Static Controls Take Charge
Although it can't be eliminated, static charge build-up can be monitored, neutralized and otherwise controlled.
By Stanley Weitz, President, Electro-Tech Systems Inc.
Each of the vast number of substrates used in today's package printing and converting applications possesses the ability to produce static electricity when brought in contact with the very equipment used to convert it, making it extremely difficult to support increased printing speeds without sacrificing yields.
Cause and effect
Static electricity is caused by unbalanced molecules. Generally, static electricity occurs at a point where two surfaces touch each other or are separated from one another, throwing molecules out of their natural balance. Additionally, large amounts of energy cause electrons to flow, while heat causes the surface transfer of electrons. Insulating materials compound the problem by giving off electrons easily. This is significant since most papers and films are insulators. Therefore, they cannot replenish or compensate for lost or gained electrons. The resulting charge becomes static, causing static electricity.
Two insulators will stick together, causing jams in printing and converting equipment. The static field can also stick tape systems and attract unwanted debris. The attraction of foreign materials, such as lint and dust, can cause friction and binding. This results in poor product quality, rejects, machine downtime and wear.
Built-in static generators
Package printing operations are plagued by static charge build-up from the very start. Static electricity is immediately generated as the web is pulled into the corona treater by idler, infeed nip and pacing rolls.
The print module itself produces numerous contact points, however, the wetting action of the ink tends to hold down any static build-up. As the web passes through tensioners in back-end operations, such as rewinding, slitting or die-cut and stacking operations, it begins to accumulate a static charge.
If more than one web is being run, extreme electrostatic polarization will take place. Now the multi-web setup acts as a single web bonded together by static electricity. Applying static neutralizers serves only to neutralize the outside surfaces. Therefore, static between the webs remains throughout the entire operation.
Static control technologies
Static charge build-up can be monitored, neutralized and otherwise controlled. It cannot be eliminated.
Static-neutralizing equipment can be rendered useless by a number of factors, including varying environmental conditions; different material characteristics, even among the same materials produced by the same manufacturer at different plants; and the fact that when a static-laden material comes into contact with a grounded surface the electrostatic field collapses, preventing ion attraction.
A number of approaches and technologies have been developed to combat the costly effects of electrostatic build up on moving webs.

──────────

Prompt 1 —
In the article on static control, what tends to hold down static build-up in the print module?
Prompt 2 —
Translate this sentence from the article on static control into Spanish: "Two insulators will stick together, causing jams in printing and converting equipment."
Prompt 3 —
Transcribe the article on static control, starting with "The print module" and going on through "cannot be eliminated.".

Data section —
──────────

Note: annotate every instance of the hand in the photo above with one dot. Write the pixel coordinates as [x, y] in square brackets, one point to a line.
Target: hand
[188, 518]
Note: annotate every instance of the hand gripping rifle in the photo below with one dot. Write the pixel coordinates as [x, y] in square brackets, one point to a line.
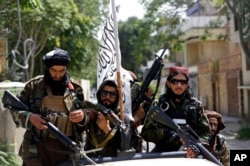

──────────

Expected answer 1 —
The wetting action of the ink.

Expected answer 2 —
Dos aislantes se adhieren entre sí, lo que provoca atascos en los equipos de impresión y conversión.

Expected answer 3 —
The print module itself produces numerous contact points, however, the wetting action of the ink tends to hold down any static build-up. As the web passes through tensioners in back-end operations, such as rewinding, slitting or die-cut and stacking operations, it begins to accumulate a static charge.
If more than one web is being run, extreme electrostatic polarization will take place. Now the multi-web setup acts as a single web bonded together by static electricity. Applying static neutralizers serves only to neutralize the outside surfaces. Therefore, static between the webs remains throughout the entire operation.
Static control technologies
Static charge build-up can be monitored, neutralized and otherwise controlled. It cannot be eliminated.